Gather every line in the records below that contains the word "black".
=-=-=-=-=
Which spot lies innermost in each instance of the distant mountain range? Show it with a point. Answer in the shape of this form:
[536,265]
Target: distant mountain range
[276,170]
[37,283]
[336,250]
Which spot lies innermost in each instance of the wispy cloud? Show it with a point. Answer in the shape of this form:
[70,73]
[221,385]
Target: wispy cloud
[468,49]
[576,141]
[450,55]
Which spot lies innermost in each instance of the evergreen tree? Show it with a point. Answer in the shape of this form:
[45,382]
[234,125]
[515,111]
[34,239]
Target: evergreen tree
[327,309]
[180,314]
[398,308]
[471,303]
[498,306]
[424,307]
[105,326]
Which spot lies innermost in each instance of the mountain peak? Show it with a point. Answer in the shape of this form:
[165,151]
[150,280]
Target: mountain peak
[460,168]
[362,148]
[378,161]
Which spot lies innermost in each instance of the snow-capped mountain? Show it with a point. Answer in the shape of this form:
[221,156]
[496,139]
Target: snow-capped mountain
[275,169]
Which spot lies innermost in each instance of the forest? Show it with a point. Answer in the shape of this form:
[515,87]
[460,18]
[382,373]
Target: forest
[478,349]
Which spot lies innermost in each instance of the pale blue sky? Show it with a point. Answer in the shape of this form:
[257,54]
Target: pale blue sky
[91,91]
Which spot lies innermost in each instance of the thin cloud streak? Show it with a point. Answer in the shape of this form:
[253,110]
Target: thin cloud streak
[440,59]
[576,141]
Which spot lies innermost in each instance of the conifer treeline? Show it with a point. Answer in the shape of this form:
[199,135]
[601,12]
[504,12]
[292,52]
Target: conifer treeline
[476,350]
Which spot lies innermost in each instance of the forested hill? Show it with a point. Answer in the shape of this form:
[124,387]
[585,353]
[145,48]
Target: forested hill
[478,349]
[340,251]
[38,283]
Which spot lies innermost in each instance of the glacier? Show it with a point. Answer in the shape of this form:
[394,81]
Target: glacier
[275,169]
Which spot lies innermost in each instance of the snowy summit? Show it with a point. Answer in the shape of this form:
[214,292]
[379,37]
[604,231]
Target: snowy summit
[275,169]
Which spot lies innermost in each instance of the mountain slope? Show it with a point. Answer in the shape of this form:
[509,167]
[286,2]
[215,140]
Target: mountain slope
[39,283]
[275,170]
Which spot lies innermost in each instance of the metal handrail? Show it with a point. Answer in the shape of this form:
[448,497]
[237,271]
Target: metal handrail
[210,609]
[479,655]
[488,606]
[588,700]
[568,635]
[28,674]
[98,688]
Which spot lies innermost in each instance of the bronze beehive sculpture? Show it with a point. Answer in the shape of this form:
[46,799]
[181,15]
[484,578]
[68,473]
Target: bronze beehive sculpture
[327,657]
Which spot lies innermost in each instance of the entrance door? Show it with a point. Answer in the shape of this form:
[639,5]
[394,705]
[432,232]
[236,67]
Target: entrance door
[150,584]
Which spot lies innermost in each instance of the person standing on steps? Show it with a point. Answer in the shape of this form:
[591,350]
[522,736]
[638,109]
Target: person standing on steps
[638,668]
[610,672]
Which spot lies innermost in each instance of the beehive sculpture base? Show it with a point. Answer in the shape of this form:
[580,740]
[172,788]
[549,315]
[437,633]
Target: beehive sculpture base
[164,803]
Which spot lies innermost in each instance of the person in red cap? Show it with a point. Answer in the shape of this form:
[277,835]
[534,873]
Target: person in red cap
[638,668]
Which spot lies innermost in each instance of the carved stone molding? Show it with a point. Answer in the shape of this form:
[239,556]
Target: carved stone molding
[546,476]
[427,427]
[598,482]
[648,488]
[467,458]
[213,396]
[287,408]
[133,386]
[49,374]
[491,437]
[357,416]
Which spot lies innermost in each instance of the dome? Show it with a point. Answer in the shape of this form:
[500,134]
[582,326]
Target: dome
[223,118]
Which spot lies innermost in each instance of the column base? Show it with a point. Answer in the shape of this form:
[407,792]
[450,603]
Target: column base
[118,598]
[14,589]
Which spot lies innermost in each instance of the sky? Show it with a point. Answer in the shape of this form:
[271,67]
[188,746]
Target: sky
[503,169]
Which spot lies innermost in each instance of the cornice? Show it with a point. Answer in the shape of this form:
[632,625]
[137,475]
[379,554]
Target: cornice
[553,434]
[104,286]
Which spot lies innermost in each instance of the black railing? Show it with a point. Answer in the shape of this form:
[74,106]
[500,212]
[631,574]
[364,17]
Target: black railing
=-=-=-=-=
• Written response:
Which spot lies innermost in each instance of the black railing? Show it with a point. Answer in the shape of this form:
Target: black railing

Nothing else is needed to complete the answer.